Provided information:
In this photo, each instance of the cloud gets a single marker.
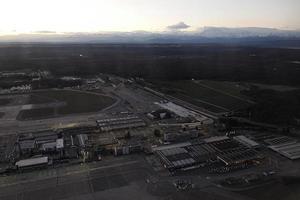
(45, 32)
(178, 26)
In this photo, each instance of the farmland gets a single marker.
(5, 101)
(75, 103)
(211, 95)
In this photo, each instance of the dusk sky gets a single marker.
(21, 16)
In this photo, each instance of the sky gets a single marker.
(26, 16)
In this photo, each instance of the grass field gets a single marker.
(76, 102)
(211, 95)
(5, 101)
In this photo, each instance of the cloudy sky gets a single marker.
(21, 16)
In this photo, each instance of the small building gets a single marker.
(246, 141)
(291, 151)
(159, 114)
(32, 163)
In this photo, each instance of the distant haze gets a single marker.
(48, 16)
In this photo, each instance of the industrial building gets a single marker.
(246, 141)
(180, 136)
(32, 163)
(159, 114)
(118, 123)
(229, 154)
(291, 151)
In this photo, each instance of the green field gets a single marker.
(211, 95)
(76, 102)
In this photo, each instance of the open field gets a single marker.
(5, 101)
(158, 61)
(213, 96)
(76, 102)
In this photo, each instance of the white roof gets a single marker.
(215, 139)
(59, 143)
(244, 139)
(292, 151)
(32, 162)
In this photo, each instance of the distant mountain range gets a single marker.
(251, 35)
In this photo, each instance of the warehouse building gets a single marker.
(246, 141)
(32, 163)
(291, 151)
(127, 122)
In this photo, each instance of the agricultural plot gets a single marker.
(5, 101)
(214, 96)
(75, 102)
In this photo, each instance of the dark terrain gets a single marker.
(161, 61)
(171, 62)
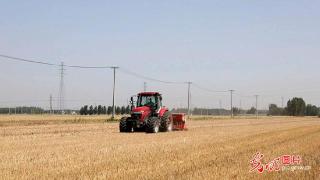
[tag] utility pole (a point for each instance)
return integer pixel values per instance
(144, 86)
(114, 90)
(220, 107)
(231, 106)
(189, 84)
(257, 112)
(240, 107)
(50, 104)
(61, 90)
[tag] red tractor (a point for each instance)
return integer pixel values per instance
(147, 114)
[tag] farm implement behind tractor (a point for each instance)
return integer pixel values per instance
(149, 115)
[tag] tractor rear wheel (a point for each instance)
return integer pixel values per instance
(153, 125)
(124, 126)
(166, 122)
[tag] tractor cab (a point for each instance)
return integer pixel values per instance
(150, 99)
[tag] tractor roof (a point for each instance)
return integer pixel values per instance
(149, 93)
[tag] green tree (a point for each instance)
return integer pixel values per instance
(123, 110)
(252, 110)
(236, 111)
(312, 110)
(296, 107)
(100, 109)
(90, 112)
(128, 109)
(118, 110)
(109, 110)
(275, 110)
(95, 110)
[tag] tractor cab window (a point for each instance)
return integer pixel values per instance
(146, 101)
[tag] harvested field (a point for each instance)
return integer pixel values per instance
(210, 149)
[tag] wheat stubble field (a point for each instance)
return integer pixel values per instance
(47, 148)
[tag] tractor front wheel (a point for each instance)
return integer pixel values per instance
(153, 125)
(166, 122)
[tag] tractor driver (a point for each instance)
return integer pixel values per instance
(151, 103)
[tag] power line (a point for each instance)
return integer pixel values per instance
(149, 78)
(8, 57)
(27, 60)
(209, 90)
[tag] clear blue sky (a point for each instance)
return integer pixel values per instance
(255, 47)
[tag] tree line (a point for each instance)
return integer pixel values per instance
(97, 110)
(295, 107)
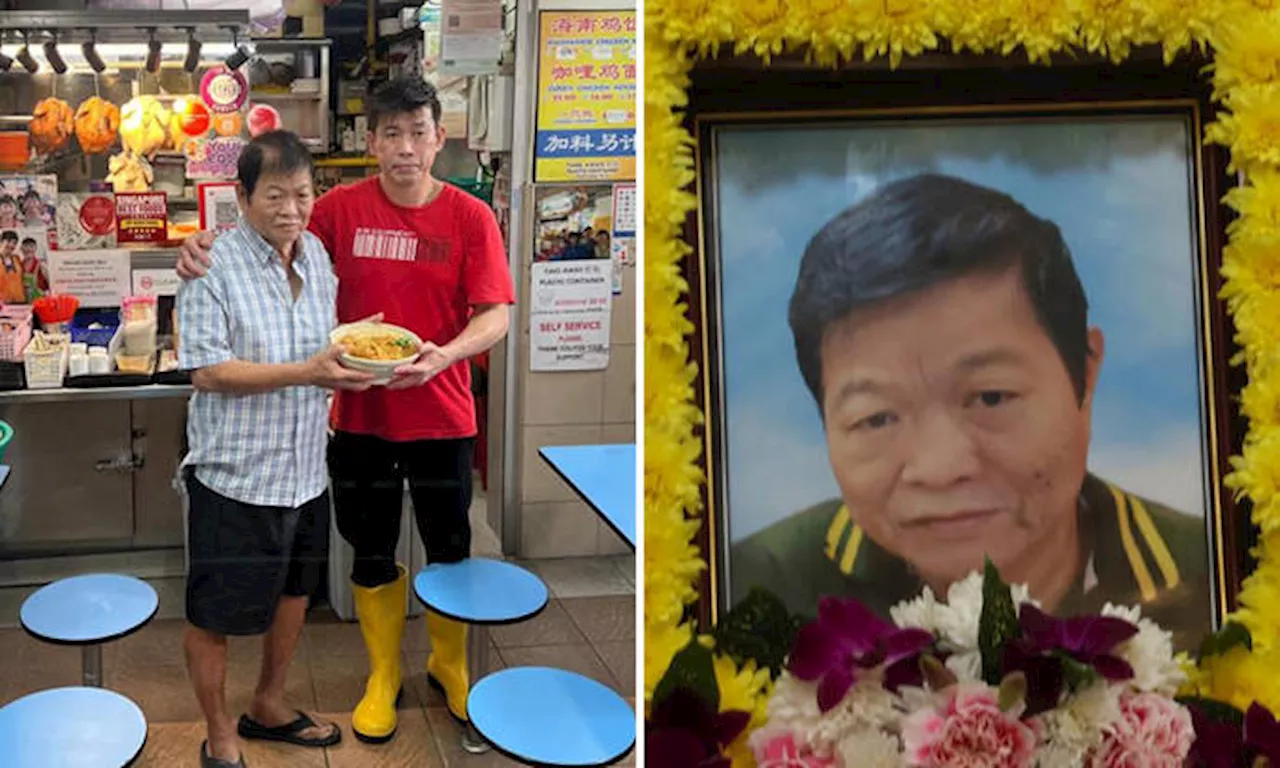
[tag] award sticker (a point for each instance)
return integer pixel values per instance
(224, 90)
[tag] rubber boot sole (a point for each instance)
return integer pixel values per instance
(387, 737)
(439, 686)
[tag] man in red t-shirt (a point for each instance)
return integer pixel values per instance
(429, 257)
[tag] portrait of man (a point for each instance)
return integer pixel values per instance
(945, 338)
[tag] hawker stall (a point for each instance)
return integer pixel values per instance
(119, 133)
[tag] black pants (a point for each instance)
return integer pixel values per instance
(369, 475)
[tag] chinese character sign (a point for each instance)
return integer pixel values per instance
(586, 96)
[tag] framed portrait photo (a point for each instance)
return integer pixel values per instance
(935, 334)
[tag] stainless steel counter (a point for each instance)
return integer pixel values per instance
(76, 394)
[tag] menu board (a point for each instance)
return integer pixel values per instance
(570, 315)
(586, 96)
(97, 278)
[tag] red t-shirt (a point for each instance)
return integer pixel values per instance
(425, 268)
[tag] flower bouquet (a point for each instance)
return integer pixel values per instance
(987, 679)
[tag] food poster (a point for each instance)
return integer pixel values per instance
(141, 216)
(23, 264)
(586, 96)
(574, 223)
(28, 201)
(570, 315)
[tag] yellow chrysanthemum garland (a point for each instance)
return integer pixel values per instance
(1246, 39)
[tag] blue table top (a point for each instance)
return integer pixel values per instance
(603, 475)
(480, 590)
(552, 717)
(90, 608)
(72, 727)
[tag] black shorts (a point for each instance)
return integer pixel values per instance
(245, 557)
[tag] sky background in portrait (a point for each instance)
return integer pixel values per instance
(1120, 192)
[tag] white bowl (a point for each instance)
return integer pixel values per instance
(383, 369)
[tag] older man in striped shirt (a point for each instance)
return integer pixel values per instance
(255, 332)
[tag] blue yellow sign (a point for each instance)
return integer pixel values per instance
(586, 96)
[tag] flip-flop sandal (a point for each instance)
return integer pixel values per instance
(288, 732)
(208, 760)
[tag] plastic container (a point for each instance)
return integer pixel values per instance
(94, 337)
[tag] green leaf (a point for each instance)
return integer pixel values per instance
(997, 624)
(691, 668)
(758, 629)
(1075, 675)
(936, 675)
(1013, 690)
(1232, 635)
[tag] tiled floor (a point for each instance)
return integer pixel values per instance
(589, 627)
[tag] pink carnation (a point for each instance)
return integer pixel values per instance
(1152, 732)
(969, 731)
(777, 748)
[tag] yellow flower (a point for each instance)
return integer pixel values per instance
(1111, 27)
(1042, 27)
(896, 27)
(1251, 129)
(1179, 24)
(744, 689)
(1247, 53)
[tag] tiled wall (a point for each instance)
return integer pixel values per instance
(567, 408)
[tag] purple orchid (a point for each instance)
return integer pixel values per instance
(1087, 639)
(684, 730)
(848, 636)
(1217, 744)
(1037, 652)
(1262, 734)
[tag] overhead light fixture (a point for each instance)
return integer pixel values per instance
(241, 55)
(154, 49)
(192, 62)
(90, 51)
(24, 56)
(53, 56)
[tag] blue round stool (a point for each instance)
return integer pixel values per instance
(88, 611)
(72, 727)
(483, 593)
(552, 717)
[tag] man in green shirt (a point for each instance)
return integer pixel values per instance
(944, 333)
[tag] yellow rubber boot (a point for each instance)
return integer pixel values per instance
(382, 621)
(447, 666)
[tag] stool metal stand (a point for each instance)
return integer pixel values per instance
(88, 611)
(480, 593)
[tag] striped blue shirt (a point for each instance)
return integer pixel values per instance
(266, 448)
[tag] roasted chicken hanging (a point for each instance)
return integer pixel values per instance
(145, 126)
(51, 126)
(96, 124)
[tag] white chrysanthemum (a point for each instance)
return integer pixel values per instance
(958, 620)
(1075, 727)
(1150, 653)
(869, 749)
(868, 705)
(919, 613)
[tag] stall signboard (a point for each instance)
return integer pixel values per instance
(586, 96)
(570, 315)
(141, 216)
(97, 278)
(155, 282)
(219, 206)
(471, 36)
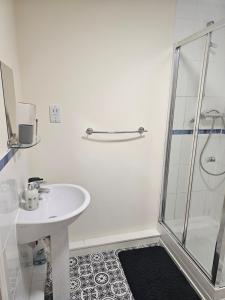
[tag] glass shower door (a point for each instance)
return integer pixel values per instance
(208, 186)
(181, 132)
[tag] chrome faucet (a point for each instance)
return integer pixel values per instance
(37, 182)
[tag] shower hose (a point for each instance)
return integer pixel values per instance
(205, 146)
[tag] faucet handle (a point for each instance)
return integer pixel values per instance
(37, 181)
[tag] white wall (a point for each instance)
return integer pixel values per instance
(107, 63)
(13, 175)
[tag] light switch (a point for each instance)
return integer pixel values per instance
(54, 113)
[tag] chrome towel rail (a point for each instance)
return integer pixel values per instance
(140, 130)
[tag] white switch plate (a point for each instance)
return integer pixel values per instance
(54, 113)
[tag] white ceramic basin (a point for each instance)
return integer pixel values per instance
(60, 207)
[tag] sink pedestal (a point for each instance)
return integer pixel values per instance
(60, 265)
(57, 210)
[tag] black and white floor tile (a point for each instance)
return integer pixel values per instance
(96, 276)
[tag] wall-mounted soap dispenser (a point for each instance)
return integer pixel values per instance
(30, 198)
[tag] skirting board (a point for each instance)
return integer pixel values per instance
(125, 240)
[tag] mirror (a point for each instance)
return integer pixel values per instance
(9, 101)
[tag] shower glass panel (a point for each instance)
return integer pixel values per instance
(208, 186)
(178, 164)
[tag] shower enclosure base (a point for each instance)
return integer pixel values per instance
(192, 271)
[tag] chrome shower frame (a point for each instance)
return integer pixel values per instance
(219, 254)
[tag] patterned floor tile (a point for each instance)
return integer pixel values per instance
(96, 276)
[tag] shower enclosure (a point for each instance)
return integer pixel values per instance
(193, 206)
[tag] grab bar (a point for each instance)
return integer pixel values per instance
(140, 130)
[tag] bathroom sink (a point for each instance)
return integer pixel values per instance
(59, 207)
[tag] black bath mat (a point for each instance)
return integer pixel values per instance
(152, 275)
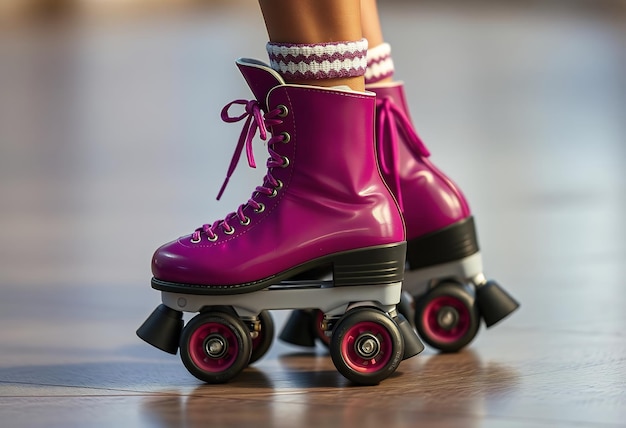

Instructions to follow: Start with the line above that contains "[tag] flip-flop sandal" and end with the line that contains "[tag] white chrysanthemum". Write out those lines exactly, and only those.

Response below:
[tag] flip-flop sandal (a point for each instance)
return integer pixel values per instance
(288, 732)
(208, 760)
[tag] plastic container (a point for each instance)
return integer pixel values per instance
(94, 337)
[tag] green leaf (a point for each instance)
return integer pixel values per instance
(997, 624)
(691, 668)
(758, 629)
(1075, 675)
(936, 675)
(1013, 690)
(1232, 635)
[tag] tiled floor (a point for each instance)
return integer pixel values per instance
(589, 627)
[tag] pink carnation (a point for each instance)
return integer pixel values per instance
(1152, 732)
(969, 731)
(777, 748)
[tag] yellow flower (a point for each instance)
return integer pixel values per instance
(1111, 27)
(1042, 27)
(896, 27)
(1251, 129)
(1179, 24)
(744, 689)
(1247, 53)
[tag] tiled wall (a point for each instance)
return integer pixel values per instance
(567, 408)
[tag] purple orchid (a point for each instance)
return integer pixel values per instance
(1087, 639)
(684, 730)
(848, 636)
(1217, 744)
(1037, 652)
(1262, 734)
[tag] overhead light fixture (a point for each instance)
return integer pixel values per instance
(241, 55)
(154, 49)
(192, 62)
(90, 51)
(24, 56)
(53, 56)
[tag] blue round stool (a point for each instance)
return integer pixel values per instance
(88, 611)
(72, 727)
(483, 593)
(552, 717)
[tag] man in green shirt (a point for each instance)
return integer pixel values per instance
(944, 333)
[tag] yellow rubber boot (a point for each instance)
return integer pixel values per instance
(382, 621)
(447, 666)
[tag] stool metal stand (a point for each instance)
return integer pixel values per instance
(88, 611)
(480, 593)
[tag] striped blue shirt (a point for each instance)
return integer pixel values per instance
(266, 448)
[tag] roasted chicken hanging (a point for each instance)
return integer pixel values per instance
(145, 126)
(51, 126)
(96, 124)
[tag] white chrysanthemum (a point for each instance)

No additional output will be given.